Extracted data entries
--- begin ---

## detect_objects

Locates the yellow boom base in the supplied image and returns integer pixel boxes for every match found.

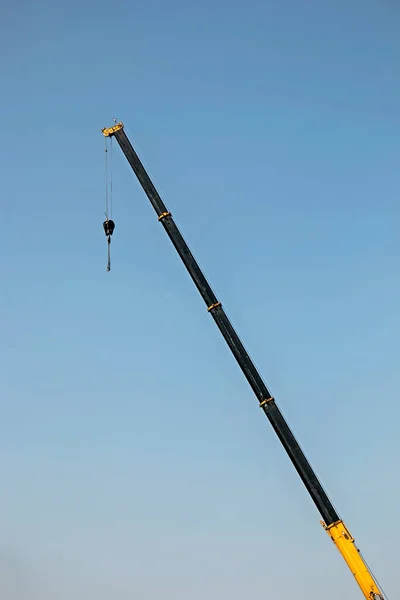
[321,521,384,600]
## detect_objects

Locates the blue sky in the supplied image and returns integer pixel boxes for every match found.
[0,0,400,600]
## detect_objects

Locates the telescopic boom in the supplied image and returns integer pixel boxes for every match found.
[102,123,384,600]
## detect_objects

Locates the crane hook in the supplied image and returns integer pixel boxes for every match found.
[103,218,115,271]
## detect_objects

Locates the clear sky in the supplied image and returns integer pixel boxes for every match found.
[0,0,400,600]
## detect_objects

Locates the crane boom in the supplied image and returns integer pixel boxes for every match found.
[102,123,384,600]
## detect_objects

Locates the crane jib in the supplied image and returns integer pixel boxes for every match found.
[102,123,384,600]
[114,129,339,525]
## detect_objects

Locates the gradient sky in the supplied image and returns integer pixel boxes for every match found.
[0,0,400,600]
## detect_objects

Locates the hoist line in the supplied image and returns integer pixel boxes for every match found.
[104,138,108,221]
[110,138,112,219]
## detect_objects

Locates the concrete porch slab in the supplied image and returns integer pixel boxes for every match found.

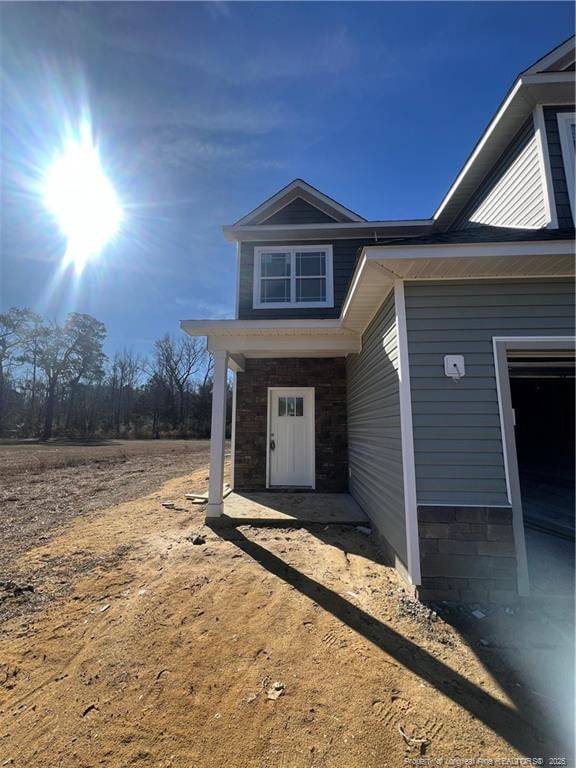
[219,491,370,526]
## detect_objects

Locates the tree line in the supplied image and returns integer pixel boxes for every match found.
[0,307,220,440]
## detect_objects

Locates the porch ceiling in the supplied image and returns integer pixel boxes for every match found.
[180,320,361,358]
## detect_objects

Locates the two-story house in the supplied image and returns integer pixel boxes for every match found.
[182,38,576,601]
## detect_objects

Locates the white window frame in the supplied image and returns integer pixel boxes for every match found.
[252,245,334,309]
[556,112,576,221]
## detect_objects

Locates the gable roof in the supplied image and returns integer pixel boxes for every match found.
[521,35,575,75]
[233,179,366,227]
[433,36,575,230]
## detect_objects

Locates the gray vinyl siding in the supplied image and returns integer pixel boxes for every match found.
[261,197,336,224]
[347,293,406,564]
[544,105,575,229]
[238,240,374,320]
[454,116,547,229]
[405,279,574,506]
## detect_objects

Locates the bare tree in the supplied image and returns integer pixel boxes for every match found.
[0,307,40,435]
[154,334,206,428]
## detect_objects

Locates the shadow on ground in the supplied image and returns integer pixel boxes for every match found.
[211,521,571,758]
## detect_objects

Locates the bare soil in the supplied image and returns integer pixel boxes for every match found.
[0,443,560,768]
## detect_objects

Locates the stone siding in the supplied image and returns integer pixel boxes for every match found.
[234,357,348,492]
[418,506,518,605]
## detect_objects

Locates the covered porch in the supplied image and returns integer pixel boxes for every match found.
[181,320,365,522]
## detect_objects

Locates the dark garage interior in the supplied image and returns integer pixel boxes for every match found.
[509,352,575,596]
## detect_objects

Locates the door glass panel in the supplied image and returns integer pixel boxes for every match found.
[260,253,290,277]
[296,251,326,277]
[296,277,326,301]
[260,277,290,304]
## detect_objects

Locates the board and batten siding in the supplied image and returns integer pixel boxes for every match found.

--- end ---

Pick out every line in the items above that contains the word "siding", and copy each of those lines in full.

→ **Result for this task**:
Locates the gray vinyl siding in the supplied image and returns integer pixel boxes for every match found.
Locates the stone siding in the supplied image and returns integer pixel boxes for every match found.
Locates the board and batten siding in the supplied image and returns integer pixel boxes for every match found.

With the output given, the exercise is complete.